## AUFGABENSTELLUNG 1:
Prüfe anhand des Textauszugs zum Femcamp, ob die Aussagen (a) Cis-Männer können beim Femcamp uneingeschränkt Sessions vorschlagen, (b) Mahriah gehört zu den Organisator*innen und (c) das Femcamp ist als Barcamp konzipiert zutreffen. Beantworte jede mit Ja oder Nein und zitiere die entscheidenden Worte des Textauszugs unverändert.
## AUFGABENSTELLUNG 2:
Gib aus dem Textauszug zum Femcamp den Abschnitt wortgetreu wieder, der mit den Worten „Das Femcamp ist“ einsetzt und mit „Machtlogiken ziemlich ausschließend.“ schließt.

## TEXTAUSZUG:
⟨
Das Femcamp ist als ein Barcamp, also eine Art Mitmach-Konferenz, konzipiert, bei der jede*r Sessions vorschlagen und abhalten kann – mit wesentlichen Einschränkungen für Cis-Männer (Anm.: Cisgender wird analog zu Transgender verwendet) und einer Awareness-Policy, die aus dem queer-feministischen Grundverständnis herrührt: Wenn (mehrfach) Benachteiligten Stimmen gegeben werden und Machtstrukturen unterlaufen werden sollen, müssen die Barcamp-Regeln modifiziert werden, um nicht erneut vorherrschende Verhältnisse zu reproduzieren. „Barcamps sind allgemein sehr männerdominiert, dazu wollen wir ein Gegengewicht schaffen“, meint Mahriah, eine der Organisator*innen. Denn das „Offen für alle“ bei herkömmlichen Barcamps ist entsprechend der gesellschaftlichen Machtlogiken ziemlich ausschließend.
⟩
[Datensätze zur Punktannotation]
⟨
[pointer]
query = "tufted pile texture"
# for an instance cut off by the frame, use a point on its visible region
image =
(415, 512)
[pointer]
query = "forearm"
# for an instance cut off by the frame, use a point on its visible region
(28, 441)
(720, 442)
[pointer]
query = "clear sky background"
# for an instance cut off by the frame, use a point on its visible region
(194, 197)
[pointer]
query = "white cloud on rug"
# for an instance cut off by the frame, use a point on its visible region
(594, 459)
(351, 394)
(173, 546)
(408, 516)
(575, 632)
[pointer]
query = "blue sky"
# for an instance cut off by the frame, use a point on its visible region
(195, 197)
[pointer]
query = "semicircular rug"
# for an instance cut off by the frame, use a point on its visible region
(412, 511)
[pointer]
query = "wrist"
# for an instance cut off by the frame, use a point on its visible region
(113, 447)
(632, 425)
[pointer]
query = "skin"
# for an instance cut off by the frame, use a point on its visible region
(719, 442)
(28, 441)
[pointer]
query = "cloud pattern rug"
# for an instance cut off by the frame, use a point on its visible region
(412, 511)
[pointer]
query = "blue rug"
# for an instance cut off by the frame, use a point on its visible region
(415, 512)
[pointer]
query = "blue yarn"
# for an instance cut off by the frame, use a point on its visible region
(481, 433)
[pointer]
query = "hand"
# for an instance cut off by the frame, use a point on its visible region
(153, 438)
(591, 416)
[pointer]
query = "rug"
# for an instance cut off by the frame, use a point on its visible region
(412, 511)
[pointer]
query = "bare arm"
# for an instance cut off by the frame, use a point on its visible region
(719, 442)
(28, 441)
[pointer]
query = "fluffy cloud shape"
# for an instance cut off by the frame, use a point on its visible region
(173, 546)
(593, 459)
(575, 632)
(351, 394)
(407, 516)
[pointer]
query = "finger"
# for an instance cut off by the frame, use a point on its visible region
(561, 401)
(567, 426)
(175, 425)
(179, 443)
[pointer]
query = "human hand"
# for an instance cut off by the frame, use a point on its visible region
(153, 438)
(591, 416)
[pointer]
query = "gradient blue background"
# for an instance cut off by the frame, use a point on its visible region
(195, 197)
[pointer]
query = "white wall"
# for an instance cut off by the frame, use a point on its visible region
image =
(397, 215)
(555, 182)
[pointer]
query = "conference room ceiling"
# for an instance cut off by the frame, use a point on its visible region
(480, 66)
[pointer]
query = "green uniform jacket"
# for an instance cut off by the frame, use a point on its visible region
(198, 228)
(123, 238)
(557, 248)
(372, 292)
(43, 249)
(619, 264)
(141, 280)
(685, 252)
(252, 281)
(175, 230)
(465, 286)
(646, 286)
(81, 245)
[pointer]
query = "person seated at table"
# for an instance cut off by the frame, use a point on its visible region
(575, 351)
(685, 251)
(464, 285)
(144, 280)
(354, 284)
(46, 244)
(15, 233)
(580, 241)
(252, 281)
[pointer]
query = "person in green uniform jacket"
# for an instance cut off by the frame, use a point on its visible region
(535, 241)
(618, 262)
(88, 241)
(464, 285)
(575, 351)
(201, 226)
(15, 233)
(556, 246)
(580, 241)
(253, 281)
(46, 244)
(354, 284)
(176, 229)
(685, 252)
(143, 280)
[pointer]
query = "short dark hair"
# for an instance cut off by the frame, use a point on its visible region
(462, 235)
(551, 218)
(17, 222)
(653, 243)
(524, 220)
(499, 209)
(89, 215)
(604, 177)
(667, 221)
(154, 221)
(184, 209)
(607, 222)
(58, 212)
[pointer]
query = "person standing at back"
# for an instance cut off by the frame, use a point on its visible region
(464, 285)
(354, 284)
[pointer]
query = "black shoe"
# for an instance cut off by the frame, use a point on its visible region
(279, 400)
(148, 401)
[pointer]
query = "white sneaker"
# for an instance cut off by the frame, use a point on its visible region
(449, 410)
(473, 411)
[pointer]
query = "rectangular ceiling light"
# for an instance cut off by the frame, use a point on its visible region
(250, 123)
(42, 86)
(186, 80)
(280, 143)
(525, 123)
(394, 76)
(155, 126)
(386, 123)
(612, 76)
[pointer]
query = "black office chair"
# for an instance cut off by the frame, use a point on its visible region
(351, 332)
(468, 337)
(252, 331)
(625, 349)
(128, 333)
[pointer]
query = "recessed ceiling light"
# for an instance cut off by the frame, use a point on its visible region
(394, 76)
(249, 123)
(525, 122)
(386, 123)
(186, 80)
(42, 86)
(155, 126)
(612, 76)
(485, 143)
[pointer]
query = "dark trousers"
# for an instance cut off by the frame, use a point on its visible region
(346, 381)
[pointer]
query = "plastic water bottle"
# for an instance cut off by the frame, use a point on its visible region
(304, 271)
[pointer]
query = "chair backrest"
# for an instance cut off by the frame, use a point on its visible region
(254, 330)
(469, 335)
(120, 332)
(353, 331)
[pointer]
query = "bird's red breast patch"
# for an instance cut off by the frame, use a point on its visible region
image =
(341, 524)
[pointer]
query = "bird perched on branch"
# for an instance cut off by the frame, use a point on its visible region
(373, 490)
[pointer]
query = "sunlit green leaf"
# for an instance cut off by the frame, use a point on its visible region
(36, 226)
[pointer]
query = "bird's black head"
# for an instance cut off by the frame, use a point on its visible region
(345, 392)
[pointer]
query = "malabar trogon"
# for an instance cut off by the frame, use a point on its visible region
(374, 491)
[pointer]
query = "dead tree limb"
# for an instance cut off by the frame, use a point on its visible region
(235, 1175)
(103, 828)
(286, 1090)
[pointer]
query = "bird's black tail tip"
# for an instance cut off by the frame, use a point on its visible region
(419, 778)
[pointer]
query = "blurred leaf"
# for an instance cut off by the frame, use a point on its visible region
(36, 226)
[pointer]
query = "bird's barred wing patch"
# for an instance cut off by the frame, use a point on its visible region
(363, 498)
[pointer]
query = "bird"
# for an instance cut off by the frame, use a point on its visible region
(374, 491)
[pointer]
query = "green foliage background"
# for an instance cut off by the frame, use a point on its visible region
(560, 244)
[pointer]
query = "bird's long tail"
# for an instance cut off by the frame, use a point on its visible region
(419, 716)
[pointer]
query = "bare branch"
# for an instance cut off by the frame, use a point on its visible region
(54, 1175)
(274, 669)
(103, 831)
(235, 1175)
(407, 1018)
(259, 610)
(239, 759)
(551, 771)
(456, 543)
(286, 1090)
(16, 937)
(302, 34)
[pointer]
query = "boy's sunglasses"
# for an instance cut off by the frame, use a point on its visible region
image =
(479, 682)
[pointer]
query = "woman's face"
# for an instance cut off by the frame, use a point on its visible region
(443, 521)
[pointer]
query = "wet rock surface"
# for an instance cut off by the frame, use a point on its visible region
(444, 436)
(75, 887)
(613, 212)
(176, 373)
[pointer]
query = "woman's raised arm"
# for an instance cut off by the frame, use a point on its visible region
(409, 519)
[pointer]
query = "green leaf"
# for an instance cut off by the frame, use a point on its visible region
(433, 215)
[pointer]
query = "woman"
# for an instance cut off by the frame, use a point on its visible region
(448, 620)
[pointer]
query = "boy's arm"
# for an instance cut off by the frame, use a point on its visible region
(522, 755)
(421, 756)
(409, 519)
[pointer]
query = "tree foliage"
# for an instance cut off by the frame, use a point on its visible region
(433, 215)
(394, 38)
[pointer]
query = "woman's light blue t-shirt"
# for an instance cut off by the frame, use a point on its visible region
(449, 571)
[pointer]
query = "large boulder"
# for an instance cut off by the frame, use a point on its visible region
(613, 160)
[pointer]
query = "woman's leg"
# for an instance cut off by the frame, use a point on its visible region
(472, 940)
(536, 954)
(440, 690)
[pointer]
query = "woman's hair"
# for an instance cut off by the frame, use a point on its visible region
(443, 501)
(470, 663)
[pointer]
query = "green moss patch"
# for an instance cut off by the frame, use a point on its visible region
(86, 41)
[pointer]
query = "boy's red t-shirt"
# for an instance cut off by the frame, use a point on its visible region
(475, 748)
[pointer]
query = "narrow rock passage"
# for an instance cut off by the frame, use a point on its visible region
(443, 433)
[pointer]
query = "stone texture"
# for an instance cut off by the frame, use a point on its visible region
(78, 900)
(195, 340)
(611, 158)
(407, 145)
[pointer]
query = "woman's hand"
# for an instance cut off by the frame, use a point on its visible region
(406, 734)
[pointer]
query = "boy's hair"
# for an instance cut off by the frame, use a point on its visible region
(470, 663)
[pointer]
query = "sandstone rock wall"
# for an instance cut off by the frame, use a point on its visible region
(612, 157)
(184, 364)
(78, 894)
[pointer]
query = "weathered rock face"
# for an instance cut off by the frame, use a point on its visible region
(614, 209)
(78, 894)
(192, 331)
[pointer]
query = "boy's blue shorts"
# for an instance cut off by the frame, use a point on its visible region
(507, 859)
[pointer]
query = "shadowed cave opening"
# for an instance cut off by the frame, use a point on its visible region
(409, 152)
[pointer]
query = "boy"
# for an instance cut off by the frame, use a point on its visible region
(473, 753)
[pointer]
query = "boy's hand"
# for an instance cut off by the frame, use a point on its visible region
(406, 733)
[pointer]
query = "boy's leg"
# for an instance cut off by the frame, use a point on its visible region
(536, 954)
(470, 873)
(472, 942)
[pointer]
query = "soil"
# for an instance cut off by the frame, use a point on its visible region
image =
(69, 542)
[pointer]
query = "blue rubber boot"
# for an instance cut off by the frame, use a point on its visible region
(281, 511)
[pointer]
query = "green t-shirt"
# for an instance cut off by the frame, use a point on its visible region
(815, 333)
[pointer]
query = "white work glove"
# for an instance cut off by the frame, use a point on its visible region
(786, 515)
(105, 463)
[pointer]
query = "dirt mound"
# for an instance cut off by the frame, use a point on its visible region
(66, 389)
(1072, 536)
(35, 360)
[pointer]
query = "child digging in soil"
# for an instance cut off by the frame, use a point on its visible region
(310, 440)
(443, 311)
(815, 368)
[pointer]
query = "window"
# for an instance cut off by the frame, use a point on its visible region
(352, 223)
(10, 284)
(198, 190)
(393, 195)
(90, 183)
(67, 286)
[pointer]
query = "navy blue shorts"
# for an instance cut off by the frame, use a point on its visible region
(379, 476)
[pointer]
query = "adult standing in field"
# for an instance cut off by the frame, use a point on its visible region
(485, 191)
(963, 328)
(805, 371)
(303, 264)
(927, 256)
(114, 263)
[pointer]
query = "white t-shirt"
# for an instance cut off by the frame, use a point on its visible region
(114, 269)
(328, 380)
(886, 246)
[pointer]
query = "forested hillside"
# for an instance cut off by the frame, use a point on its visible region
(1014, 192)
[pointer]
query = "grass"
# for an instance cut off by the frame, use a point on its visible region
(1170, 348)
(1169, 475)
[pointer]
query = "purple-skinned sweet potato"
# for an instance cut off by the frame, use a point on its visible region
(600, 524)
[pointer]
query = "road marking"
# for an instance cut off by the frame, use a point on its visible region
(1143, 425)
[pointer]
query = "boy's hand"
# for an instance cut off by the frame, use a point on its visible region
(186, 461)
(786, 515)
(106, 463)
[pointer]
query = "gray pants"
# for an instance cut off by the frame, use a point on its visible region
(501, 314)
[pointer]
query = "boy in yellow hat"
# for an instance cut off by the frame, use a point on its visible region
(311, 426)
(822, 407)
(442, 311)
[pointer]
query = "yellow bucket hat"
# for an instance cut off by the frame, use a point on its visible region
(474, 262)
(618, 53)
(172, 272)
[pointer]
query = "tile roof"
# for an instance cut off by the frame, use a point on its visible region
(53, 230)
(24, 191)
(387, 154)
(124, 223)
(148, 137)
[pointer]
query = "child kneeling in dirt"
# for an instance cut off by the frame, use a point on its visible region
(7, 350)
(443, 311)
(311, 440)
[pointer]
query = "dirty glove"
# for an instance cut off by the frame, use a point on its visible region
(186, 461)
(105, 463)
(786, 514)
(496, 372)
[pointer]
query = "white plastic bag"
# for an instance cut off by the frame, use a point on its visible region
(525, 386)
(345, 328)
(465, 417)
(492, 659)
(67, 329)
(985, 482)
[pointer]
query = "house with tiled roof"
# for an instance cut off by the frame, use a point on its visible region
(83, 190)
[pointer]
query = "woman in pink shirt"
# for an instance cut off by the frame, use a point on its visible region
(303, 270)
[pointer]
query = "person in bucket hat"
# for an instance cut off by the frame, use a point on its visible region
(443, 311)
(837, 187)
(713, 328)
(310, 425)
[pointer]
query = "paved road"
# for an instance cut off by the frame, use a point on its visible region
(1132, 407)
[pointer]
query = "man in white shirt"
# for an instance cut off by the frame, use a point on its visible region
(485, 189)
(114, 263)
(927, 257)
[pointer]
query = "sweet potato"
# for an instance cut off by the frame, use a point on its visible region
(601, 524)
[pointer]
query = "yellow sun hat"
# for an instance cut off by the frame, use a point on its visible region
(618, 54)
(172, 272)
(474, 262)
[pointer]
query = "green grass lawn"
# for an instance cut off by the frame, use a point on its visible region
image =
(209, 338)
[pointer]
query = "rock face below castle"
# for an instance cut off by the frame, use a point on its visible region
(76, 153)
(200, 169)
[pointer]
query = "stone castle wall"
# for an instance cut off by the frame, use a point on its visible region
⟩
## VOLLSTÄNDIGE AUSGABE 1:
(a) Nein: „mit wesentlichen Einschränkungen für Cis-Männer“
(b) Ja: „meint Mahriah, eine der Organisator*innen“
(c) Ja: „Das Femcamp ist als ein Barcamp, also eine Art Mitmach-Konferenz, konzipiert“

## VOLLSTÄNDIGE AUSGABE 2:
Das Femcamp ist als ein Barcamp, also eine Art Mitmach-Konferenz, konzipiert, bei der jede*r Sessions vorschlagen und abhalten kann – mit wesentlichen Einschränkungen für Cis-Männer (Anm.: Cisgender wird analog zu Transgender verwendet) und einer Awareness-Policy, die aus dem queer-feministischen Grundverständnis herrührt: Wenn (mehrfach) Benachteiligten Stimmen gegeben werden und Machtstrukturen unterlaufen werden sollen, müssen die Barcamp-Regeln modifiziert werden, um nicht erneut vorherrschende Verhältnisse zu reproduzieren. „Barcamps sind allgemein sehr männerdominiert, dazu wollen wir ein Gegengewicht schaffen“, meint Mahriah, eine der Organisator*innen. Denn das „Offen für alle“ bei herkömmlichen Barcamps ist entsprechend der gesellschaftlichen Machtlogiken ziemlich ausschließend.